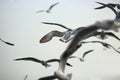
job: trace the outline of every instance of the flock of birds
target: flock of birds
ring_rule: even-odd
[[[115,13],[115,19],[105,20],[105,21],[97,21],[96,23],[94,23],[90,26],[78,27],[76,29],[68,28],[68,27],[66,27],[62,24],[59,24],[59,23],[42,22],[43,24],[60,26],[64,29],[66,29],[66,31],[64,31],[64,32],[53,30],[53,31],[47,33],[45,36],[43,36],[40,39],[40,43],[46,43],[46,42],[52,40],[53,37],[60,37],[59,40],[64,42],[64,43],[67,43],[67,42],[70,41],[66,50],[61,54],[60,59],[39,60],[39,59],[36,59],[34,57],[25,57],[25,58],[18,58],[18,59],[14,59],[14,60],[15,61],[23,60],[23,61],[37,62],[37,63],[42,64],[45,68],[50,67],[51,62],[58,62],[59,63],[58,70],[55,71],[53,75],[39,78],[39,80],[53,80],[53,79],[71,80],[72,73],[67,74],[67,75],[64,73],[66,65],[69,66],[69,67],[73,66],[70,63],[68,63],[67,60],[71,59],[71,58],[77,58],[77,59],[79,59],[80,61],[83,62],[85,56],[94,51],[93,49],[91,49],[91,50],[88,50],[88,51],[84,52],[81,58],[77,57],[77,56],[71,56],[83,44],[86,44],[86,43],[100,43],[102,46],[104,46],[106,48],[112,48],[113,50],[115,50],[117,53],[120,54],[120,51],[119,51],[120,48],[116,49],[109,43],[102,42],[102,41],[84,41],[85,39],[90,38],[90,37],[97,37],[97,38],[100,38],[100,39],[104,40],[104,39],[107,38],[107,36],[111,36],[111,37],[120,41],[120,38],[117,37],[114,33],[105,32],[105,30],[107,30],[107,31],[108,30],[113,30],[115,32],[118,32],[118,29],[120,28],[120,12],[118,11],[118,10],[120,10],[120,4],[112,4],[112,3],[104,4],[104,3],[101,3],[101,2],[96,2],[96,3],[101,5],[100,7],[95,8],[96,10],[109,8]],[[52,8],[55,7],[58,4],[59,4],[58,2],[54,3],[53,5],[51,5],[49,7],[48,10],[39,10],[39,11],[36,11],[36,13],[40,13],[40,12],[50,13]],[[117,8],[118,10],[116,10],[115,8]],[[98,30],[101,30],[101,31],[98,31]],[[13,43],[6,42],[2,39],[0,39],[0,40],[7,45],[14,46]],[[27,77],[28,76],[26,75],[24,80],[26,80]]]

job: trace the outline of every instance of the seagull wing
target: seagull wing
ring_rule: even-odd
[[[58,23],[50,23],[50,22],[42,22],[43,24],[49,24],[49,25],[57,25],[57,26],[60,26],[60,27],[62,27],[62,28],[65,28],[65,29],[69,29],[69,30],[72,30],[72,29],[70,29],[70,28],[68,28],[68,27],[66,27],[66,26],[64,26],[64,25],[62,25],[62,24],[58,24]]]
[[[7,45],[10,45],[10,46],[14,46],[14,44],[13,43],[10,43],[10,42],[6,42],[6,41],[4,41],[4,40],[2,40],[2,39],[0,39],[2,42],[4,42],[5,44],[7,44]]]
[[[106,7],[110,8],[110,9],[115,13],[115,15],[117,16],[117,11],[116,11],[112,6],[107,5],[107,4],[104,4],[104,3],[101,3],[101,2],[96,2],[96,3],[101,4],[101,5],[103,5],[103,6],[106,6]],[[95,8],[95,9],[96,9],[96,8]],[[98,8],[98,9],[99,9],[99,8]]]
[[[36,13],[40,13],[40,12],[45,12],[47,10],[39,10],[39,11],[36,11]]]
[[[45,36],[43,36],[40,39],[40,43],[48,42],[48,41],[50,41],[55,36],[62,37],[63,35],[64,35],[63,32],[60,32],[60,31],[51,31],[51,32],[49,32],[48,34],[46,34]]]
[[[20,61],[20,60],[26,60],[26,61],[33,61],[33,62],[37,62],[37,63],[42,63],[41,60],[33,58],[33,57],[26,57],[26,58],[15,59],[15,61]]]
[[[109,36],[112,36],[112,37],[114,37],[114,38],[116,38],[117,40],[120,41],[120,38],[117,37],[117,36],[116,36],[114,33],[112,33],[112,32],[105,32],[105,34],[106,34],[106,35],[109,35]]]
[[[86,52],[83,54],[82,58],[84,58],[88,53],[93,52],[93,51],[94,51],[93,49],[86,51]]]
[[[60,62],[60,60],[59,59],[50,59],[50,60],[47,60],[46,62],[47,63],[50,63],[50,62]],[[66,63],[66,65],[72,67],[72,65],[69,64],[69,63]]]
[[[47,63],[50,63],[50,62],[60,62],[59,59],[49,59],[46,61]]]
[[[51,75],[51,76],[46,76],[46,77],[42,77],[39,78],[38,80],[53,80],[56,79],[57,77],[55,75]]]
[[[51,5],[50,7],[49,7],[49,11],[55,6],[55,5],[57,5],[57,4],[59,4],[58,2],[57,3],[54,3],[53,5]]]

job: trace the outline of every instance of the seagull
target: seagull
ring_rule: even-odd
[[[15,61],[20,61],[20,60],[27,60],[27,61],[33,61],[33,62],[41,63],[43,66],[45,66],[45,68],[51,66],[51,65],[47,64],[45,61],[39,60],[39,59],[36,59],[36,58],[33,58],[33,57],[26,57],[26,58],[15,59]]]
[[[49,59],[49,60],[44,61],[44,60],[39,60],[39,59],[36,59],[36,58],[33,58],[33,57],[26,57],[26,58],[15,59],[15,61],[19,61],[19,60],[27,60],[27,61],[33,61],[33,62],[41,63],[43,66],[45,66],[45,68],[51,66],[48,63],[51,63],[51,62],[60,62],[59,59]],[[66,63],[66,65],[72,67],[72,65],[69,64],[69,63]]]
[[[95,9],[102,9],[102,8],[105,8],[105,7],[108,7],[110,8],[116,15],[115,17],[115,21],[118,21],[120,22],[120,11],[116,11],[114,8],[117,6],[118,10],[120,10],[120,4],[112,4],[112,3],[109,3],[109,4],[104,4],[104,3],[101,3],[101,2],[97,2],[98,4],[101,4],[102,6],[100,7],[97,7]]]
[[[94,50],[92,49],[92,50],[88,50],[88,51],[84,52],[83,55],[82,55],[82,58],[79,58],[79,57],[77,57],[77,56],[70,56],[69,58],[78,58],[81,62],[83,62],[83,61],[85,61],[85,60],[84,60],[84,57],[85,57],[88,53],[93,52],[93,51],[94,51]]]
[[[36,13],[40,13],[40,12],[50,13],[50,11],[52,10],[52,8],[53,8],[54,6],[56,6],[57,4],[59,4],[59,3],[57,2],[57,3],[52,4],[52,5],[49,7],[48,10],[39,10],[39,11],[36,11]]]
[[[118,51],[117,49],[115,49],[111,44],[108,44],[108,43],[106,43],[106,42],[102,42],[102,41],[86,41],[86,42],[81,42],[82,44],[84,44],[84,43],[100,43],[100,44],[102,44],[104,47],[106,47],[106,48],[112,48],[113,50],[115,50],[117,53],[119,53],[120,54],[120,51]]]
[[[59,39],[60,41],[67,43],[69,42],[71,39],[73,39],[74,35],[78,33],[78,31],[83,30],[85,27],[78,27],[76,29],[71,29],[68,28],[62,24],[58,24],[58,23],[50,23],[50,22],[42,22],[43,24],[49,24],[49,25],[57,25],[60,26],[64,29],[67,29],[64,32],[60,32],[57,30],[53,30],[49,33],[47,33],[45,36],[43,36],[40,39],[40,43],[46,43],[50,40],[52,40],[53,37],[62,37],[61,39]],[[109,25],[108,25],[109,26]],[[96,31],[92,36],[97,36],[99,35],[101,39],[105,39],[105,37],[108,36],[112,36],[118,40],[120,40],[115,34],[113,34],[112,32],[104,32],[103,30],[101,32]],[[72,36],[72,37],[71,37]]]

WHAT YOU HAVE TO DO:
Please copy out every line of the material above that contains the string "target".

WRITTEN SOLUTION:
target: flock of birds
target: seagull wing
target: seagull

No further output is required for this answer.